### [TASK SET]
1 - In the Richard Rex entry, who is listed as his doctoral advisor?
2 - Please copy out the part of the Richard Rex entry that opens with the words containing "Academic background" and closes with "historian (born 1961)", substituting "King's College" for "Trinity College".

- Born: 27 January 1961 (age 65) Ipswich, Suffolk, England

Academic background
- Education: Warwick School
- Alma mater: Trinity College, Cambridge
- Doctoral advisor: Brendan Bradshaw

Academic work
- Discipline: History; Theology;
- Sub-discipline: English Reformation; Tudor period; History of Protestantism;
- Institutions: St John's College, Cambridge Queens' College, Cambridge

= Richard Rex =

British historian (born 1961)

Richard Rex (born 27 January 1961) is a British historian.

### [EXCERPTED DATA]
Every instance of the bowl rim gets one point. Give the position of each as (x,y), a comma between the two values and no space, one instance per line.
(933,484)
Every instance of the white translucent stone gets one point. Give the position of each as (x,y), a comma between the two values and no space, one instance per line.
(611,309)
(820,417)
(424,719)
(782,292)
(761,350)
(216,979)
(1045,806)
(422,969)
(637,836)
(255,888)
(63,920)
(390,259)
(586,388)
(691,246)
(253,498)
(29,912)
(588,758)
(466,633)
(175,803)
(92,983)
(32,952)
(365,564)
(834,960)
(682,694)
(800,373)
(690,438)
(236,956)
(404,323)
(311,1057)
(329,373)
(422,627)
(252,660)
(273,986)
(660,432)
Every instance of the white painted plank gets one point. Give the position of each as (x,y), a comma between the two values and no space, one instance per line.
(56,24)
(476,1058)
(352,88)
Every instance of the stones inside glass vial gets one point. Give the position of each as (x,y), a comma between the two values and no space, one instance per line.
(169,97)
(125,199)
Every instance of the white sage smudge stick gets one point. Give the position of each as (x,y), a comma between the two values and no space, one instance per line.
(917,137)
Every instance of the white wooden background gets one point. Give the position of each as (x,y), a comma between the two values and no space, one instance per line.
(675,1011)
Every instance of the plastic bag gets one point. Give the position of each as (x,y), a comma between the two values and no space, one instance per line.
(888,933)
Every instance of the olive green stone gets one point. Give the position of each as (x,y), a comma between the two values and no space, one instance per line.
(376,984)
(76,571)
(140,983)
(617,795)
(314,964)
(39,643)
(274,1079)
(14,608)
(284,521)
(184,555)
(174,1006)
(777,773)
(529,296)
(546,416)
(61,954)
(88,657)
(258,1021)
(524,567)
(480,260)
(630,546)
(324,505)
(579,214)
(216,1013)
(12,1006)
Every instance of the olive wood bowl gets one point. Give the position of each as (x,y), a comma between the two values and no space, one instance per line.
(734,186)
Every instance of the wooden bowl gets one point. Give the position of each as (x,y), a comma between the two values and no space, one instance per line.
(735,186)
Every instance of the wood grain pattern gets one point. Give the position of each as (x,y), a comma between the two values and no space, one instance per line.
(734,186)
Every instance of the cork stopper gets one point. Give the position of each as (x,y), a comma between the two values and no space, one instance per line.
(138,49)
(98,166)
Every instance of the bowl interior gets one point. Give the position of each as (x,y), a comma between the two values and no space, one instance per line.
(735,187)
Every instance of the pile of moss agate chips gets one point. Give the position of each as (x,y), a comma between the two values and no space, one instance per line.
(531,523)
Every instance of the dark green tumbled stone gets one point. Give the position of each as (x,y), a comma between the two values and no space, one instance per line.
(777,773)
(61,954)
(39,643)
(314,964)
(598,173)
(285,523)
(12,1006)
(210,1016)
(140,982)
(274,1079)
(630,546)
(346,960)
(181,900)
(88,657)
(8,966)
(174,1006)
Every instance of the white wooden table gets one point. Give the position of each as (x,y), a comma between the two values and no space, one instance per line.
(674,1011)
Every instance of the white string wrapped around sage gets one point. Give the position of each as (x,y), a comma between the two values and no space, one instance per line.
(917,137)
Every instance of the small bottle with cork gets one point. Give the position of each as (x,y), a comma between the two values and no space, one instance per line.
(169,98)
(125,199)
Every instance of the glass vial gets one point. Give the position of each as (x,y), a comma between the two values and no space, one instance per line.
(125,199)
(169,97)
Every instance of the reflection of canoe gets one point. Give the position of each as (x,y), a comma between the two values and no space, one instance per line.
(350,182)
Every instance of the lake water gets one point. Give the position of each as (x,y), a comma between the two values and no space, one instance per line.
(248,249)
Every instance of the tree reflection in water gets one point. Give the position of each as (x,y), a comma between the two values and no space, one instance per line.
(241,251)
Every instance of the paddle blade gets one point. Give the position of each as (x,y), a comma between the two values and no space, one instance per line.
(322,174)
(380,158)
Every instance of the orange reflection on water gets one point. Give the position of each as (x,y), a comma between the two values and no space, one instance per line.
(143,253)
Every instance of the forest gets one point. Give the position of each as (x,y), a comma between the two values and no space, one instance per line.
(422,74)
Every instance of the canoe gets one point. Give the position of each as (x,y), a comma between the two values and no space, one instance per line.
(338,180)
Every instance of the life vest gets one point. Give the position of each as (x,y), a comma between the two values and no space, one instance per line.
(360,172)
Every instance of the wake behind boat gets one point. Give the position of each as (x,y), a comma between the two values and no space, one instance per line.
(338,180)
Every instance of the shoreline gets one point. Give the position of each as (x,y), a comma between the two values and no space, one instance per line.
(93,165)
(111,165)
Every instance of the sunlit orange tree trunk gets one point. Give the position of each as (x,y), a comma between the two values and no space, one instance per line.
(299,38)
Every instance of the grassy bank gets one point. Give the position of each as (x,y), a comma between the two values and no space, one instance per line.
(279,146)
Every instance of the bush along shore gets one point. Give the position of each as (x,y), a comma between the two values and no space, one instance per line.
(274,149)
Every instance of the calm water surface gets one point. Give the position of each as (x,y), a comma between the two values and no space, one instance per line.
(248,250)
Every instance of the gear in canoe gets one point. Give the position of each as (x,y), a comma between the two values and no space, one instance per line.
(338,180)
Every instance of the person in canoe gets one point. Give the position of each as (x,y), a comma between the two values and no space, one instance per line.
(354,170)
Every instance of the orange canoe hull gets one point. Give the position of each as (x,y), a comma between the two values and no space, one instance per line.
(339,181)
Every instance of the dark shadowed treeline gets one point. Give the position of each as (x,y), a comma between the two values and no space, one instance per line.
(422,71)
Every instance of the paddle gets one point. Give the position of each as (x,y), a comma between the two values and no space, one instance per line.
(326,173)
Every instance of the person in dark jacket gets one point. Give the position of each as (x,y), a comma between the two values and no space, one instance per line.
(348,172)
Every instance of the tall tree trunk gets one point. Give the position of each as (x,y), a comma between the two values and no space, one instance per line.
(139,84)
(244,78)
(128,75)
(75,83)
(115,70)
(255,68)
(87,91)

### [SOLVED TASKS]
1 - Brendan Bradshaw

2 -
Academic background
- Education: Warwick School
- Alma mater: King's College, Cambridge
- Doctoral advisor: Brendan Bradshaw

Academic work
- Discipline: History; Theology;
- Sub-discipline: English Reformation; Tudor period; History of Protestantism;
- Institutions: St John's College, Cambridge Queens' College, Cambridge

= Richard Rex =

British historian (born 1961)